▶ **WHAT TO WORK ON**
Each record should be given again exactly, and any picture in it left out.

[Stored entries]

----

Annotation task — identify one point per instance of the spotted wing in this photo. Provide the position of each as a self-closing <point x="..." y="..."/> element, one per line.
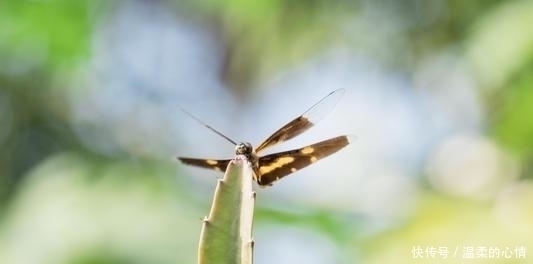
<point x="304" y="121"/>
<point x="218" y="165"/>
<point x="278" y="165"/>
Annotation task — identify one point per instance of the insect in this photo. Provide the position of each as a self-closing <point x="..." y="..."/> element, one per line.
<point x="272" y="167"/>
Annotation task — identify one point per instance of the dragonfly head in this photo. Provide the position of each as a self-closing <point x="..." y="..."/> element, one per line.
<point x="243" y="148"/>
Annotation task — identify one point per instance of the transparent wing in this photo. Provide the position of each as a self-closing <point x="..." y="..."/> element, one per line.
<point x="303" y="122"/>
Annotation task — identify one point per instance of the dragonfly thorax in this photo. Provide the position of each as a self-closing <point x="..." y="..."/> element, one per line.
<point x="243" y="148"/>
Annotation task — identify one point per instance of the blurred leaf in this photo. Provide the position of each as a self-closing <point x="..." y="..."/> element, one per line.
<point x="45" y="33"/>
<point x="514" y="127"/>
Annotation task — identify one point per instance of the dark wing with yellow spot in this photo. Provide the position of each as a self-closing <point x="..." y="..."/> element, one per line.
<point x="302" y="123"/>
<point x="278" y="165"/>
<point x="218" y="165"/>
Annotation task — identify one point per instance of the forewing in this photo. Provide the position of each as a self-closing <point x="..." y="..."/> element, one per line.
<point x="278" y="165"/>
<point x="218" y="165"/>
<point x="304" y="121"/>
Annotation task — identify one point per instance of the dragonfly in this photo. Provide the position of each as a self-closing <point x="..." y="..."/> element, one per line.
<point x="272" y="167"/>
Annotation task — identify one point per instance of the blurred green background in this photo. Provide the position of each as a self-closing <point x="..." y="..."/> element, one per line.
<point x="439" y="95"/>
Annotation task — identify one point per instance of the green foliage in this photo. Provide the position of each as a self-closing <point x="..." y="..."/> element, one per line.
<point x="49" y="33"/>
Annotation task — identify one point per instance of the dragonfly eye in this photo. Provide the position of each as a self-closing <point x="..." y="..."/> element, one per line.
<point x="243" y="148"/>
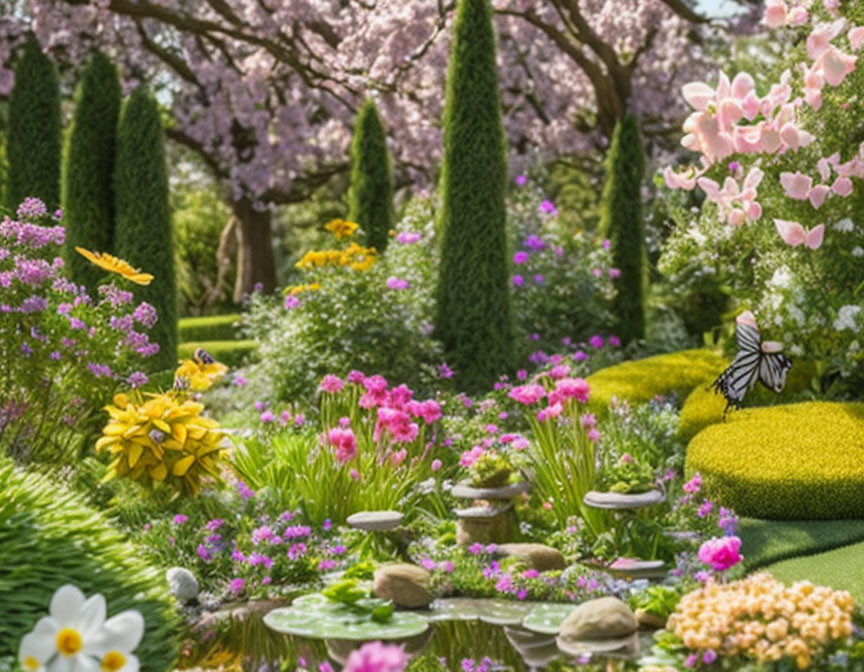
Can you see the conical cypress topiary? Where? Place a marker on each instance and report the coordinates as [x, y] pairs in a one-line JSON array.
[[371, 181], [144, 232], [474, 319], [88, 168], [623, 224], [34, 143]]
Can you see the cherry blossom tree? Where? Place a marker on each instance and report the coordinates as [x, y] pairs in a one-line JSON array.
[[266, 92]]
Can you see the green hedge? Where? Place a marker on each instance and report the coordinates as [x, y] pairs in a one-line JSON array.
[[211, 328], [794, 462], [641, 380], [230, 353], [705, 407], [48, 538]]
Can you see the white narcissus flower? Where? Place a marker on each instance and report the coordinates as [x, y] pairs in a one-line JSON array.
[[75, 637]]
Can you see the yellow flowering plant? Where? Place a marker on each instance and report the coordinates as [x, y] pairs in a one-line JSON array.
[[163, 439], [759, 621]]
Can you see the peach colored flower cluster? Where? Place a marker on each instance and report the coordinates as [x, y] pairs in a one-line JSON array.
[[761, 619]]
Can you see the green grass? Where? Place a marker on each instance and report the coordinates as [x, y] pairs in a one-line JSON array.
[[210, 328], [841, 569], [641, 380], [770, 541], [793, 462], [230, 353]]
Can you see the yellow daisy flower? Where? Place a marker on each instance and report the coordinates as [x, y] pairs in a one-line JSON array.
[[115, 265]]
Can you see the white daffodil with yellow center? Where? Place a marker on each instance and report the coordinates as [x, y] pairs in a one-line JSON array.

----

▶ **RESPONSE TO THIS TASK**
Annotation task — identify one point per instance of the spotted wing in this photo. Provide the position of each as a self-closing <point x="..." y="..."/> element, one per line.
<point x="304" y="121"/>
<point x="218" y="165"/>
<point x="278" y="165"/>
Annotation task — identify one point per instance of the insect in this photo. Provide the position of each as a self-closing <point x="..." y="..."/> element, one per line.
<point x="272" y="167"/>
Annotation task — identify one point per instance of the dragonfly head in this photo. Provide the position of each as a self-closing <point x="..." y="..."/> element, one per line.
<point x="243" y="148"/>
Annotation task — identify one point per instance of the transparent wing in this photo. Provide the position of each as a self-closing <point x="..." y="..."/> element, one per line.
<point x="303" y="122"/>
Annotation task — identify one point per instance of the dragonfly thorax in this photo. Provide the position of each as a self-closing <point x="..." y="..."/> element, one per line.
<point x="243" y="148"/>
Annotation task — identify one point per instance of the blurred leaf in this photo. Provide the position of each as a self-closing <point x="..." y="..."/> element, one per line.
<point x="45" y="33"/>
<point x="514" y="127"/>
Annotation task — identify one point per instance of the dark wing with yellow spot in this photo. Provide the position of each as a self-closing <point x="..." y="..."/> element, one per line.
<point x="302" y="123"/>
<point x="278" y="165"/>
<point x="218" y="165"/>
Annotation task — identify one point per instance of the forewing in this photo. Provide the position of each as a self-closing <point x="..." y="..."/> element, one per line.
<point x="278" y="165"/>
<point x="218" y="165"/>
<point x="304" y="121"/>
Annotation task — identify one point per instance of the dragonfly in this photo. Provide the position of each as a self-closing <point x="..." y="..."/> element, one per line.
<point x="272" y="167"/>
Annotation task — identify one point per instance of the blurred green background in this photo. Provide the position of each as a self-closing <point x="..." y="..."/> element, one per line.
<point x="439" y="95"/>
Annotation task — identify one point per instance of the green foliage in this photo. Provide the position of each as a self-closing <point x="..." y="..."/> element, one per line.
<point x="49" y="33"/>
Annotation task — identify one point per instance of the dragonfly eye in this photo. Provide the position of each as a self-closing <point x="..." y="..."/> element, one per line.
<point x="243" y="148"/>
Can you see the conical cypress topiary? Where? Place a marker on each instance and report the coordinates as [x, y] pairs in a one-line JSON array.
[[371, 181], [144, 232], [474, 319], [88, 168], [623, 224], [34, 143]]
Can you see the cherry blossom tree? Where? Place a marker on each instance and report the coordinates as [x, y] pairs in a one-line JSON array.
[[266, 92]]
Can you see the green hedge? Where? Place a marker on each instance and report the coordinates as [x, y] pairs in a one-line JSON array.
[[211, 328], [794, 462], [641, 380], [230, 353], [705, 407], [48, 538]]
Can you see the white narcissus flower? Where? Place a marker on each instance and report the coordinates as [x, y] pairs in a one-line JSON array.
[[75, 637]]
Can you see the yellow flowering plant? Where? Place a marker on each instance and report the coordinates as [x, y] pairs in a one-line JSON array.
[[163, 439], [759, 621]]
Can you see the peach colored flower cluster? Where? Place a marker on each instance and report the coordinates as [x, y] pairs in a one-line JSON array.
[[761, 619]]
Can you see the green grass? Where? Place a marker on each instance and report the coordinates as [x, y] pairs in a one-line JSON array.
[[210, 328], [841, 569], [641, 380], [770, 541], [793, 462], [230, 353]]
Can you see the yellow daisy flower? Where? Place a marker on each instance and report the coordinates as [x, y] pairs in a one-line JSON array.
[[115, 265]]
Can you see the white daffodil with yellow center? Where? Place a marker on each instance and report the coordinates as [x, y] pairs in a one-line JSON array.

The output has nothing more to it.